■ Fuente:
○ ○ ○ ○

Popper explica que el pensamiento totalitario supone una visión del mundo y de la historia fundada sobre la creencia de que un cierto destino político es inexorable, haciendo de sus ideas y propuestas las únicas aceptables. Esta convicción invita al conductor político a convertirse en lo que Popper llama un ingeniero social utópico u holístico, una persona que no concibe una eventual falla o error en sus planes de total transformación de la sociedad.

El ingeniero social utópico u holístico pretende manejar las fuerzas de la evolución histórica y del desarrollo social atendiendo a ciertas “leyes científicas” que le han señalado cuál es el destino político “inevitable” de su sociedad. Este ingeniero elabora ambiciosos planes de gran alcance en el tiempo y en el espacio social y está seguro de poder acelerar ciertos procesos que producirán el destino esperado. Para el comunismo, este destino no es otro que el “paraíso terrenal” de una sociedad sin clases.

Dada la “inexorabilidad” del destino político previsto, el proyecto político y socio – económico utópico u holístico es inobjetable, incuestionable. Por ello, las acciones políticas, así como la planificación diseñada, son inamovibles y no tiene ningún sentido revisarlas y mucho menos corregirlas. En términos prácticos, esto significa que el ingeniero social utópico u holístico no trabaja sobre la base del ensayo y el error, ni de los ajustes y reajustes, por lo que considera innecesaria – y hasta molesta – la crítica. ¿Qué significa esto? En términos simples, el conductor político que trabaja según está lógica no tolera la prensa libre, ni los partidos políticos, ni la libertad de expresión, ni la alternabilidad en el poder, todas características básicas de un régimen de libertades. Y es por ello que ataca a los periodistas, aplasta a los oponentes y busca quedarse en el poder por un tiempo prolongado, cuando no hasta su desaparición física. En este contexto, aparece la propaganda política oficial, única permitida; aparece el partido único, el único “legítimo” y se acaban las elecciones o, en el mejor de los casos, se celebran comicios amañados y condicionados por el más férreo control gubernamental.

Tanto el comunismo como el nazismo se asemejan en el absoluto control sobre las instituciones (haciendo del líder, del partido, del Estado y del gobierno una misma cosa); en el emprendimiento de esfuerzos propagandísticos descomunales; en el control total sobre la prensa, la educación, las ciencias y las artes; en la existencia de un partido único y el sabotaje de cualquier intento de organización política incómoda para el régimen gobernante y en la limitación de cualquier iniciativa de desarrollo personal que no esté ajustada a la ideología y proyecto oficiales, por mencionar sólo algunos ejemplos. Para ambos, cualquier manifestación de libertad individual constituye una amenaza intolerable.

○ ○ ○ ○

■ Líneas extraídas:
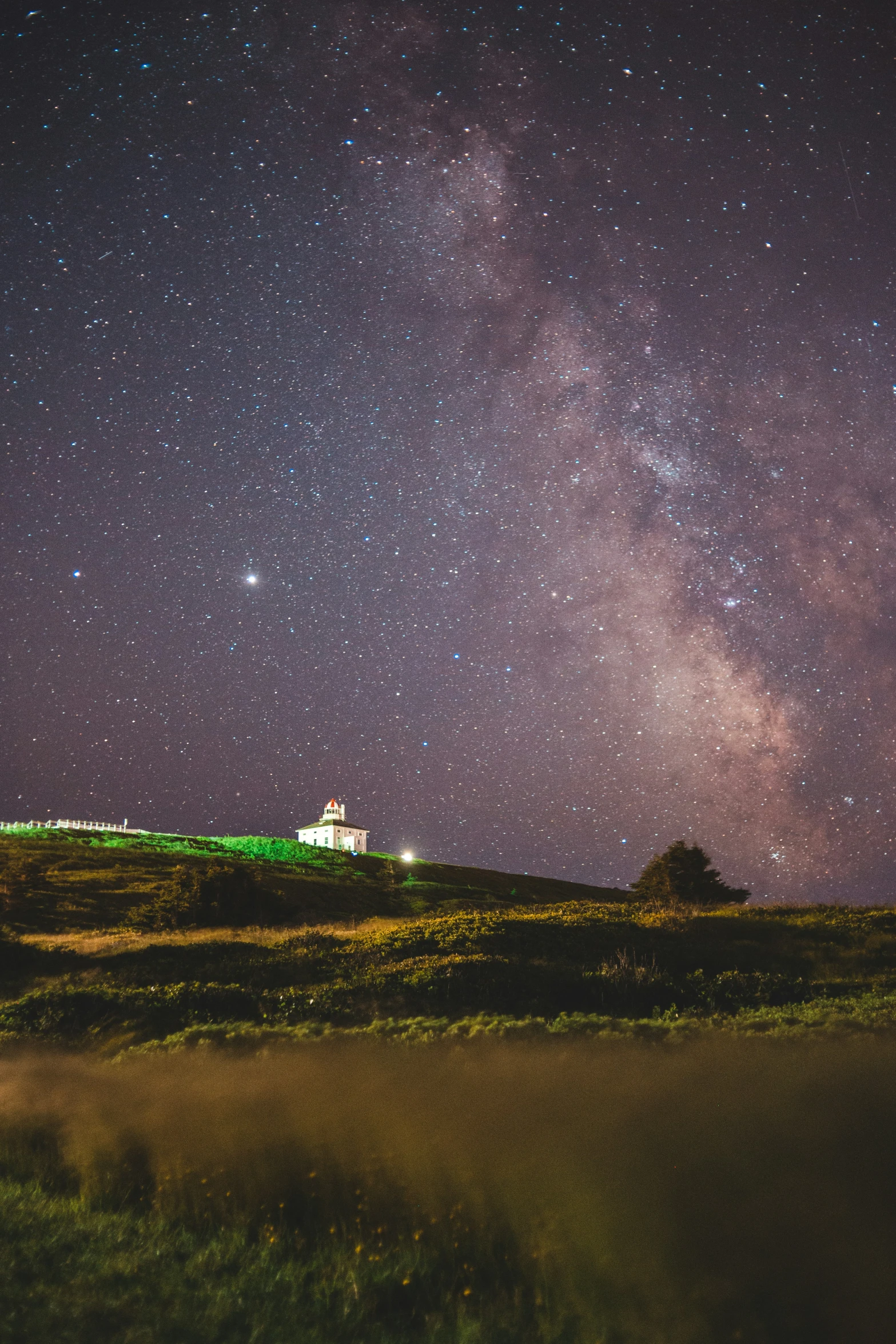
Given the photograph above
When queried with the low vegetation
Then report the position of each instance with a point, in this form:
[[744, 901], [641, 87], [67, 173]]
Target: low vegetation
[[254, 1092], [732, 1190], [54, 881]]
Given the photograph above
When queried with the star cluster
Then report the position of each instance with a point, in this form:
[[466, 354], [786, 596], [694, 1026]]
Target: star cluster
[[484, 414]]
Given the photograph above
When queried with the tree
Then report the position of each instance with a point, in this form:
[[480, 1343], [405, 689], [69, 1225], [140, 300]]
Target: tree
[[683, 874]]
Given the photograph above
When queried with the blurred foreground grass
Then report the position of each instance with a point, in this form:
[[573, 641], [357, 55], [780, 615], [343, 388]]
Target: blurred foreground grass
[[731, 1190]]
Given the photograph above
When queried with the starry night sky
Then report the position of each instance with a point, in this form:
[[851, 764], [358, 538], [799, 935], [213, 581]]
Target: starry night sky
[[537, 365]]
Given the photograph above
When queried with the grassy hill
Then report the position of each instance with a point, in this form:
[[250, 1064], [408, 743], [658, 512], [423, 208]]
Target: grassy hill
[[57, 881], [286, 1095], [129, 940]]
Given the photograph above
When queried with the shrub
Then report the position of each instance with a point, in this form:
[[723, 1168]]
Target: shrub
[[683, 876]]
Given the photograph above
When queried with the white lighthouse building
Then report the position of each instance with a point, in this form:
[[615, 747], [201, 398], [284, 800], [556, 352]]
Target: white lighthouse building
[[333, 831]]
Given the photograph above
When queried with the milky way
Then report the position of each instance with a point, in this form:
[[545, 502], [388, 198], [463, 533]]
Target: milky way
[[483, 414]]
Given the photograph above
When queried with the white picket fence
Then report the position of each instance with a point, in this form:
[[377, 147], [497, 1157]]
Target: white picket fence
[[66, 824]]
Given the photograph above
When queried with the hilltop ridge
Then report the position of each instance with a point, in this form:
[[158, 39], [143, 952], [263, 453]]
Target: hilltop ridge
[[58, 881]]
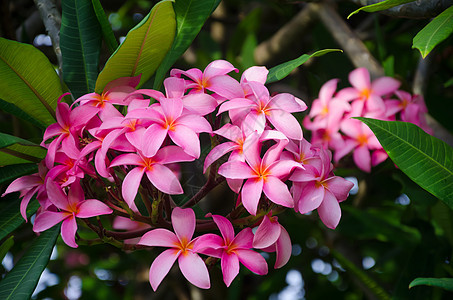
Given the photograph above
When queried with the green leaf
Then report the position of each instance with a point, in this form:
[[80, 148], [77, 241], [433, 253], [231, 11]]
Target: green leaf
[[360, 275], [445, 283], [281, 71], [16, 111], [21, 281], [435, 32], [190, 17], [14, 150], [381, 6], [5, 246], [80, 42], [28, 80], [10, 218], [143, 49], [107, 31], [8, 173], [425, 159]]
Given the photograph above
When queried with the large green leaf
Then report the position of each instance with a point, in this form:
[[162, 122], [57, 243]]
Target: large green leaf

○ ○ ○ ○

■ Tareas del ejercicio:
1/ Según el texto sobre el pensamiento totalitario, ¿cuál es el destino político que persigue el comunismo?
2/ Enumera todo lo que, según el texto sobre el pensamiento totalitario, no tolera el conductor político que trabaja según la lógica del ingeniero social utópico u holístico.
3/ Escribe la continuación del texto sobre el pensamiento totalitario a partir de su última oración.
Para este ejercicio no se necesitan las líneas.

■ Respuestas escritas:
1/ El "paraíso terrenal" de una sociedad sin clases.

2/ La prensa libre, los partidos políticos, la libertad de expresión y la alternabilidad en el poder.

3/
Pero las cosas no son tan simples. El totalitario termina chocando contra una realidad que no acepta: el plan puede fallar y el destino político previsto puede no producirse, justamente porque todo ha sido concebido sobre lo que es contrario a la naturaleza humana. Las personas, en líneas generales y aún estando reprimidas por la fuerza, tienen deseos, proyectos de vida, talentos y pensamientos que distinguen a unos individuos de otros. Pero el totalitario, hostil a la variedad, asume tales diferencias como “impulsos desviacionistas”, por lo que forzará – mediante la propaganda, el adoctrinamiento y/o la fuerza – el encauzamiento de la conducta humana por la senda indicada desde el alto poder político. Esto se traduce en humillaciones y en amenazas para obligar a los miembros de la sociedad a que se ajusten al plan y se conduzcan de cierta manera, sin derecho a quejarse y mucho menos a formular críticas u ofrecer propuestas. Pero también supone el castigo físico y/o psicológico – y hasta la muerte – para quien “ose” disentir o resistirse. Es por esta razón fundamental que el régimen nazi tuvo los Konzentrationslager (campos de concentración) y el régimen comunista tuvo su GULAG o versiones similares. Es por la esencial tendencia del totalitarismo a buscar sus objetivos por encima de la dignidad del ser humano que el nazismo y el comunismo aplicaron métodos tan similares de castigo y represión; es por ello que ambos mataron, torturaron y humillaron; es por ello que hubo un Himmler y un Beria; es por ello que hubo un Hitler y un Stalin. Y es por cuanto se ha explicado que el totalitario es como es, no importa sin con hoz y martillo o con esvástica; no importa si maquillado de “siglo XXI” o de revolución de los pobres; no importa si disfrazado de movimiento indigenista o de partido de Allah.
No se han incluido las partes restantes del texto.